[Start of section]

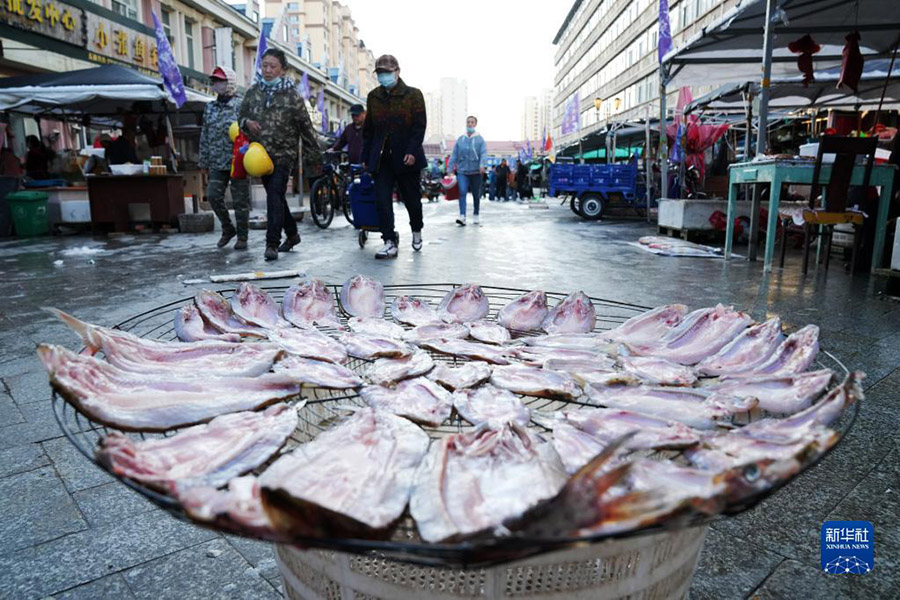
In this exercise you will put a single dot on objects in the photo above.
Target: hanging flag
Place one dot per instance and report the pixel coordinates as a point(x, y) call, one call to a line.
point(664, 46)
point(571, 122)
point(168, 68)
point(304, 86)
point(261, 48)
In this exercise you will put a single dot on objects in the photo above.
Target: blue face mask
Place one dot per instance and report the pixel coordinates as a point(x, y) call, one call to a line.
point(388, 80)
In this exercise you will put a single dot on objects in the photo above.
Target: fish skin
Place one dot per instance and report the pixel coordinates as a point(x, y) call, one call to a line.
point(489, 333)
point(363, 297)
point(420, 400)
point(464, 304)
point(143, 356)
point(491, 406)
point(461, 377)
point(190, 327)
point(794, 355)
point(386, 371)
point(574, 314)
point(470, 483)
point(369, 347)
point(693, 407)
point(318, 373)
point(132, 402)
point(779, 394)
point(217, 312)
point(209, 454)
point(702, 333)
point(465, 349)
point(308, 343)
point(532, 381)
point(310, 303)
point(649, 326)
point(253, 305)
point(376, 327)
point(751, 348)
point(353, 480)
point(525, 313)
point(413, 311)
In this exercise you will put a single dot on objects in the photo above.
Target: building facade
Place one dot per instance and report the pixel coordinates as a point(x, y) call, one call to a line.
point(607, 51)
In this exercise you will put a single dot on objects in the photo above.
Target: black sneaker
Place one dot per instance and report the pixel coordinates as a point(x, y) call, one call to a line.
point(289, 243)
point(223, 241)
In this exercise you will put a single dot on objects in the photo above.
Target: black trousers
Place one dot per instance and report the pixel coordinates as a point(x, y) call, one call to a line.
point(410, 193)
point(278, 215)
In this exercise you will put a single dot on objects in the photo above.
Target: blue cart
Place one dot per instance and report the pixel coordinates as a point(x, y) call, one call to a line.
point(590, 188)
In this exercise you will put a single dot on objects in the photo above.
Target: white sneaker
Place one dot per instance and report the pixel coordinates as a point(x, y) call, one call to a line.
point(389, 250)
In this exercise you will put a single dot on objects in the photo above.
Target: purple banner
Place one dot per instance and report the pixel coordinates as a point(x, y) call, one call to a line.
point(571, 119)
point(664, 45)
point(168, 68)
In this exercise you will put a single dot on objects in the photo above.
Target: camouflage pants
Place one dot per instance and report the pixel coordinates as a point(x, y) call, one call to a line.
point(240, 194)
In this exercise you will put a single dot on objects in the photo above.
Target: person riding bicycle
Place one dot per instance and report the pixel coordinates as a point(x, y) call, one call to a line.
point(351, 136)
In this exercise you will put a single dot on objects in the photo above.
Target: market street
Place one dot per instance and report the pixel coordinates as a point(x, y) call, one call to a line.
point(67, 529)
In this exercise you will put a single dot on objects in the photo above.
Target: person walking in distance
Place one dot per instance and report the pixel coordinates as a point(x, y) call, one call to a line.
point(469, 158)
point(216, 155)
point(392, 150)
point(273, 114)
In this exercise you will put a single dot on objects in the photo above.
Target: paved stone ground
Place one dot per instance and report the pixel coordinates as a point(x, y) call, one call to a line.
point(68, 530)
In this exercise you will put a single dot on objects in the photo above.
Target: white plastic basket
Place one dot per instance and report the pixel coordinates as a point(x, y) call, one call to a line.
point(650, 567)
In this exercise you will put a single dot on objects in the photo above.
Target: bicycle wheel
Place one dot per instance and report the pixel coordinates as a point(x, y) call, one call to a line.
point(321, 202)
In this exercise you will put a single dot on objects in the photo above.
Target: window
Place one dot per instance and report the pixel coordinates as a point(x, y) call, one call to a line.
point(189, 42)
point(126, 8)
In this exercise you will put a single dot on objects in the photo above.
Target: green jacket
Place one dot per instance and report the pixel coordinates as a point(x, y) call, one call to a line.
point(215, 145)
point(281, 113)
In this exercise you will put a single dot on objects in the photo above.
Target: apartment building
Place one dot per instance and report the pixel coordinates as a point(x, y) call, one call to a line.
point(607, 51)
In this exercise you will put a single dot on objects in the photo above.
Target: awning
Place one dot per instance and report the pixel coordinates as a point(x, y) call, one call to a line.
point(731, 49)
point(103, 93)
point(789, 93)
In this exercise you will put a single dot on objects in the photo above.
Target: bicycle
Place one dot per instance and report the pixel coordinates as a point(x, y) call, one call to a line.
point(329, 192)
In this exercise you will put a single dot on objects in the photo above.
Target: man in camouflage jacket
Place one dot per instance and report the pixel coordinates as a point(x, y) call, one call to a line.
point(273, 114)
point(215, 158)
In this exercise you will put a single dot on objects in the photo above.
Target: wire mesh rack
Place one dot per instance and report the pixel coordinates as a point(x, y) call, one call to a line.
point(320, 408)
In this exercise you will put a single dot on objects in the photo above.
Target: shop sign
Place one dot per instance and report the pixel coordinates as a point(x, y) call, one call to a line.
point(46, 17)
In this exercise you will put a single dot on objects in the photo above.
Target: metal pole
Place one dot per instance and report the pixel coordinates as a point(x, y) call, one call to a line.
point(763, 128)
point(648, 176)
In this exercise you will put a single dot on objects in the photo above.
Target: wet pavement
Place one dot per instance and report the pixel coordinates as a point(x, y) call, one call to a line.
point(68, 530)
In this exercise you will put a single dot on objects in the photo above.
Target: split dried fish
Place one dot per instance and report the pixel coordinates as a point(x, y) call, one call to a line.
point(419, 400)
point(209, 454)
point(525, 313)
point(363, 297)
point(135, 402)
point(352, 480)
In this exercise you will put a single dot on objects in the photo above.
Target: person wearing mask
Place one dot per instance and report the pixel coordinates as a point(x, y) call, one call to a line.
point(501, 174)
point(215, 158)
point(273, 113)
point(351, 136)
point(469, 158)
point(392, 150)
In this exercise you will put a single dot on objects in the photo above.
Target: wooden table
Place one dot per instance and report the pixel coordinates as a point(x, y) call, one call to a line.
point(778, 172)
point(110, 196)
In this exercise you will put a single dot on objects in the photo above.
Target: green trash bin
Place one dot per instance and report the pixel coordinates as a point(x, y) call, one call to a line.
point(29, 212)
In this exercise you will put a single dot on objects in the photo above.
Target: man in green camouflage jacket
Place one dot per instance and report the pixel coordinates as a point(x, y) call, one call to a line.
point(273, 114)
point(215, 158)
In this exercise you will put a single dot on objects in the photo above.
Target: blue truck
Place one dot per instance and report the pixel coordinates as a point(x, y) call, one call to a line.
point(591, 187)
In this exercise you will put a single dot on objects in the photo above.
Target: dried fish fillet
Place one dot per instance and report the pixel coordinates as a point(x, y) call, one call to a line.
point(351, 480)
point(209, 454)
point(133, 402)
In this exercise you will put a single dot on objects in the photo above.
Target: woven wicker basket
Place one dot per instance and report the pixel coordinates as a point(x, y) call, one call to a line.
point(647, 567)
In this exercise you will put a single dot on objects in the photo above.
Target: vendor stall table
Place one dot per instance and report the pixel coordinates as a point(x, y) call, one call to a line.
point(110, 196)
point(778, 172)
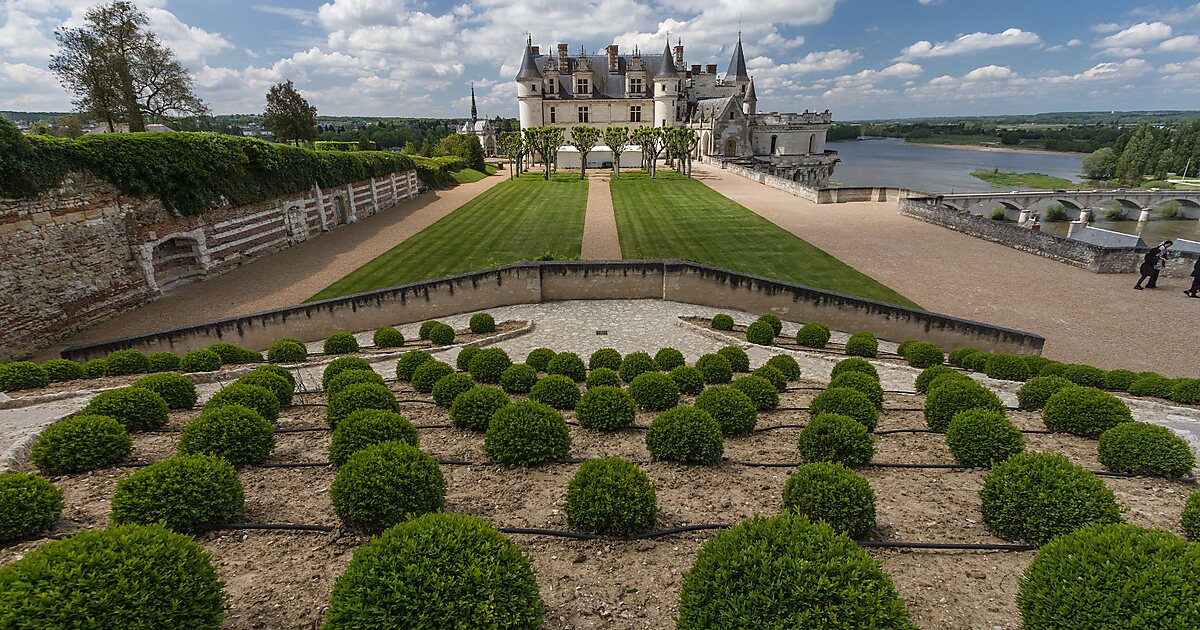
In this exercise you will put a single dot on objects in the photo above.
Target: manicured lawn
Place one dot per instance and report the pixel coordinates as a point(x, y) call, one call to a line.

[End of section]

- Activity -
Scan the material line by line and report each one that contains "fish".

- Expected answer -
Target: fish skin
Target: split dried fish
Target: dried fish fillet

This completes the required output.